◆ **DESCRIPTION OF THE TASK**
Only the lines from the one containing "of the rough" through the end of the material are to be echoed, each exactly as it appears.

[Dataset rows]
▼▼▼

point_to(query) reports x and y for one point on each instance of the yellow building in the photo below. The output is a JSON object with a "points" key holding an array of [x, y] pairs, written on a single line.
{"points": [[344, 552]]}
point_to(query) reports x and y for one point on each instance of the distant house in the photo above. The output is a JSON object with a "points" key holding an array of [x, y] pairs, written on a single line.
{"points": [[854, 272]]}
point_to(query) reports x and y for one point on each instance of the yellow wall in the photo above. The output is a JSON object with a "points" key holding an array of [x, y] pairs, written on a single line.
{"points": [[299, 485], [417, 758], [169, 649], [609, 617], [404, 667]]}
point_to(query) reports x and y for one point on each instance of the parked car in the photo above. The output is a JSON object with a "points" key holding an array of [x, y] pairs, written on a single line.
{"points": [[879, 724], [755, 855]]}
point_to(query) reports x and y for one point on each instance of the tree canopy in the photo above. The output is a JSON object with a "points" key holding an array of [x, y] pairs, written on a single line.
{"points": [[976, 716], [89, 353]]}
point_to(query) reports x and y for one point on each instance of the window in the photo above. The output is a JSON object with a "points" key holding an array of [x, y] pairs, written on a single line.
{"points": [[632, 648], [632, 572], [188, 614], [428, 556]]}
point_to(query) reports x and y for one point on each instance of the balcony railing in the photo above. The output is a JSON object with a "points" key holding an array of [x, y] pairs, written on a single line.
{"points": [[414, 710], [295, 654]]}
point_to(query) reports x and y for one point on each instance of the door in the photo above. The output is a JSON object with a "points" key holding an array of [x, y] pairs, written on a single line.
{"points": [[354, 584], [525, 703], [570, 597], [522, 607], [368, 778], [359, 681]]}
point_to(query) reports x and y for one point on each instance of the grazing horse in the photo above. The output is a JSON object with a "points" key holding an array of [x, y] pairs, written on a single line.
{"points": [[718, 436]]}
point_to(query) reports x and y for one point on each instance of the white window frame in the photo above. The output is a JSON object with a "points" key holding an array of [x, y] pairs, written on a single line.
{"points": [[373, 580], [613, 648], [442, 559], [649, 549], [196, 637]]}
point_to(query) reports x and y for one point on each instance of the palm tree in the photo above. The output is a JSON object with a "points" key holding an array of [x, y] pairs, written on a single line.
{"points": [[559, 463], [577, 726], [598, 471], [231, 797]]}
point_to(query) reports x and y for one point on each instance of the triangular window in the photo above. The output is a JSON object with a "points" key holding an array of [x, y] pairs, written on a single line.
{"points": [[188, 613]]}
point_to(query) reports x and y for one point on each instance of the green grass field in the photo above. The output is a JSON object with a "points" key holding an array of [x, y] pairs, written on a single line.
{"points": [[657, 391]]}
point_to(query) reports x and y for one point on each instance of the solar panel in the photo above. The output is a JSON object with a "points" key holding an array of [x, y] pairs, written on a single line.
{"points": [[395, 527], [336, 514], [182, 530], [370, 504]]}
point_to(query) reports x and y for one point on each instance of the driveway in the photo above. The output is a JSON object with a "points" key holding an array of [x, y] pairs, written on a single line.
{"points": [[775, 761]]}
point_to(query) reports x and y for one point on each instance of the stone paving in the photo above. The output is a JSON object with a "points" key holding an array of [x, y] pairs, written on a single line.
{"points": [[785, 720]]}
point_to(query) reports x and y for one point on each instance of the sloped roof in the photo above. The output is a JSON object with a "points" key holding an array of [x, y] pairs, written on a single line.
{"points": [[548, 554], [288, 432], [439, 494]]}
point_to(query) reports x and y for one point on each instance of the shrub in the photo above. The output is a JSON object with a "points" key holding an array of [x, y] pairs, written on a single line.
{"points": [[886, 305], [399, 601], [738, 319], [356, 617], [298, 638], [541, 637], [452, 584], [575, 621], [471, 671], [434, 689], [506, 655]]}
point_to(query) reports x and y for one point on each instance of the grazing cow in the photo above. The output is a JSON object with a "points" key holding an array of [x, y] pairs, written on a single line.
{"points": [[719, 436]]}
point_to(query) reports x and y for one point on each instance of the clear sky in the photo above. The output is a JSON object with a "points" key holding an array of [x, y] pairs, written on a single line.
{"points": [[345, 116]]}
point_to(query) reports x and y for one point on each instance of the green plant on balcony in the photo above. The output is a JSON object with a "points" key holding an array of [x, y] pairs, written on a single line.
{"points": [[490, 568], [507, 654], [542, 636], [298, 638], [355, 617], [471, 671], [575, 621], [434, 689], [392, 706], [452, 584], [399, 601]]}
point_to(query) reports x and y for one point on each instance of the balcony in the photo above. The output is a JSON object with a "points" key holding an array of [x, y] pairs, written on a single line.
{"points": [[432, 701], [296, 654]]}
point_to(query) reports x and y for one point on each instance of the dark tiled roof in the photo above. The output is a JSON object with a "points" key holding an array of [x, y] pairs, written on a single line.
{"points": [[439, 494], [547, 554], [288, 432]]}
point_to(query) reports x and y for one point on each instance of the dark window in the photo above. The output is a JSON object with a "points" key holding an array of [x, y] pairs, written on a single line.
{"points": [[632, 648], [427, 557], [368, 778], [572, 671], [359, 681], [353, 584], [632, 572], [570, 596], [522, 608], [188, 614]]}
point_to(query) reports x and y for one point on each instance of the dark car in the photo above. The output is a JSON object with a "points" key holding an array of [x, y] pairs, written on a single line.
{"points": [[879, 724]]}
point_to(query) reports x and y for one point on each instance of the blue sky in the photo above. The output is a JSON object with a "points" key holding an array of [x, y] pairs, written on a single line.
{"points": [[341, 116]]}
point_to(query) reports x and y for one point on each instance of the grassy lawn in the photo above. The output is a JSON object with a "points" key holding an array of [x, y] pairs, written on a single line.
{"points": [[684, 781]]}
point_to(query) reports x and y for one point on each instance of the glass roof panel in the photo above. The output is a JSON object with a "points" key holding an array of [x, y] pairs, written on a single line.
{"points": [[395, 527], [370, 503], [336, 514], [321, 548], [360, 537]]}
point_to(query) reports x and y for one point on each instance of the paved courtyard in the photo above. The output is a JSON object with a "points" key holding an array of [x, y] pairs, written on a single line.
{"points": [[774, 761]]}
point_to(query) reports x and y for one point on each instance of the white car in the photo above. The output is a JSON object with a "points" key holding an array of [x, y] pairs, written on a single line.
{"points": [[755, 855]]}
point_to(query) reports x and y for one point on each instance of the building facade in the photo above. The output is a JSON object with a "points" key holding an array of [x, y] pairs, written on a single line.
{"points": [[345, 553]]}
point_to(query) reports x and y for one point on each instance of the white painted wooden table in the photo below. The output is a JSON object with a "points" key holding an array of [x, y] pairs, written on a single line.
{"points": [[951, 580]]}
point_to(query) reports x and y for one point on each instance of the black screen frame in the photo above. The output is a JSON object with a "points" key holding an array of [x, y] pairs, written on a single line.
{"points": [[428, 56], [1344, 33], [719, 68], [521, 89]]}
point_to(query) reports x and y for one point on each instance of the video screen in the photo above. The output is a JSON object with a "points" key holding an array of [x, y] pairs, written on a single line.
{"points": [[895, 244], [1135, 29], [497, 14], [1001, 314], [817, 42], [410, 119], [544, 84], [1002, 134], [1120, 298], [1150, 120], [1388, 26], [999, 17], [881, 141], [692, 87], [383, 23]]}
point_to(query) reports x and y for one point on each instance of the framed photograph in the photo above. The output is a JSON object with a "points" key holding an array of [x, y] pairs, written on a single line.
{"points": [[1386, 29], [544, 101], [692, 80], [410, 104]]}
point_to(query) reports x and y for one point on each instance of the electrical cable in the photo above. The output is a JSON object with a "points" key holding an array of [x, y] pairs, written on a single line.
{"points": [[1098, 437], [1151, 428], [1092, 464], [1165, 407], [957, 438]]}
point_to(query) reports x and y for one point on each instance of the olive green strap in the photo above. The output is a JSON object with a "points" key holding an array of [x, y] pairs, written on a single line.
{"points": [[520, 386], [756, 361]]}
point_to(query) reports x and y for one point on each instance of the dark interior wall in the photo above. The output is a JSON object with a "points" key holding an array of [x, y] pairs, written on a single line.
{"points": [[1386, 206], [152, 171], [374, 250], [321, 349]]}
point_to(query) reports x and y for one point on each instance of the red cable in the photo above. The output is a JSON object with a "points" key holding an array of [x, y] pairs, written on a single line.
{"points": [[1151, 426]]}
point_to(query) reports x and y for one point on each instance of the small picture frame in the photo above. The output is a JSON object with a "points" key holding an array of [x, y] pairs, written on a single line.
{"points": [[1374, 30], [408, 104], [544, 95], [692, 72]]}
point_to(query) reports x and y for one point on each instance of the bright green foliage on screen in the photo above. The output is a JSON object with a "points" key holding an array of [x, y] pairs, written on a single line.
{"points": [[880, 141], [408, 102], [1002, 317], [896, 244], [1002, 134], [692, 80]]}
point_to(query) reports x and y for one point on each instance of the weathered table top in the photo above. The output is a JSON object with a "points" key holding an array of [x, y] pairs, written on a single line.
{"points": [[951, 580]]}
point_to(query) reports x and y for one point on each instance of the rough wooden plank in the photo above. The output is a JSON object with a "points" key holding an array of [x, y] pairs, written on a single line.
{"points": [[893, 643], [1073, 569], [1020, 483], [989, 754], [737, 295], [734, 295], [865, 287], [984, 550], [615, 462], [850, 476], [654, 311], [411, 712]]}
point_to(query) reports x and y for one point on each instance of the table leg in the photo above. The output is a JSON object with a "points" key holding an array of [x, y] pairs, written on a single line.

▲▲▲

◆ **CORRECT OUTPUT**
point_to(query) reports x and y for one point on each instance of the rough wooden plank in the photo above. The output is a JSON object with a "points" key holding an array of [x, y] pairs, written on a single line.
{"points": [[893, 643], [1073, 569], [1020, 483], [989, 754], [737, 295], [734, 295], [865, 287], [984, 550], [615, 462], [850, 476], [654, 311], [411, 712]]}
point_to(query) reports x and y for one point on each instance of the table leg in the photo above. The output is a JSON object with a "points" key holding an array of [x, y] pairs, written on a single line.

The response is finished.